## Texte présenté

Ainsi, la pratique du métier de médecin dentiste illégalement par Fouad Habbad est un acte condamnable par la loi, puni par de lourdes sanctions. Une information à prendre, pour l'heure, au conditionnel.

Condamnation ferme du CNOMDM

Pour sa part, le président du conseil de l'ordre national des médecins dentistes, Mohamed Jerrar, dénonce ces cas d'usurpation d'identité. Assurément, l'affaire Habbad n'est pas un cas isolé, de nombreux cas similaires l'ont précédée. En laissant des personnes qui ne sont aucunement autorisées à exercer cette profession réglementée, la santé du citoyen est mise en péril. Selon le président, un comité chargé de l'inspection sur le terrain n'existe toujours pas. Chose à laquelle la loi n° 07-05, actuellement en discussion au parlement, devrait remédier.

En outre, le docteur Jerrar estime qu'un prothésiste ne devrait en aucun cas disposer d'un centre dentaire, pourvu d'un matériel inadéquat à sa fonction. Il est à savoir que le prothésiste travaille en étroite collaboration avec le médecin dentiste qui requiert ses services. Ainsi, seule une demande cachetée par un docteur agréé permet au prothésiste d'exercer son métier.

## Tâches à réaliser
A. D'après le texte sur l'affaire Habbad, quelle loi devrait remédier à l'absence d'un comité chargé de l'inspection sur le terrain ?
B. Réécrivez plus brièvement le paragraphe du texte sur l'affaire Habbad qui commence par « En outre, le docteur Jerrar estime » en conservant ses faits principaux.

## Informations fournies
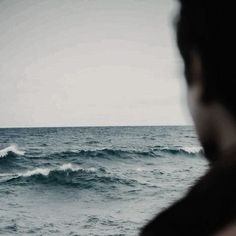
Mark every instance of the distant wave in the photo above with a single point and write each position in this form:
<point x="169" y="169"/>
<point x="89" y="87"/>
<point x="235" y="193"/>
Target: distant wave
<point x="105" y="153"/>
<point x="69" y="174"/>
<point x="181" y="150"/>
<point x="118" y="153"/>
<point x="11" y="151"/>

## Liste des réponses
A. La loi n° 07-05, actuellement en discussion au parlement.

B. Selon le docteur Jerrar, un prothésiste ne devrait jamais disposer d'un centre dentaire équipé d'un matériel inadéquat à sa fonction. Le prothésiste travaille en étroite collaboration avec le médecin dentiste qui requiert ses services. Il ne peut exercer que sur demande cachetée d'un docteur agréé.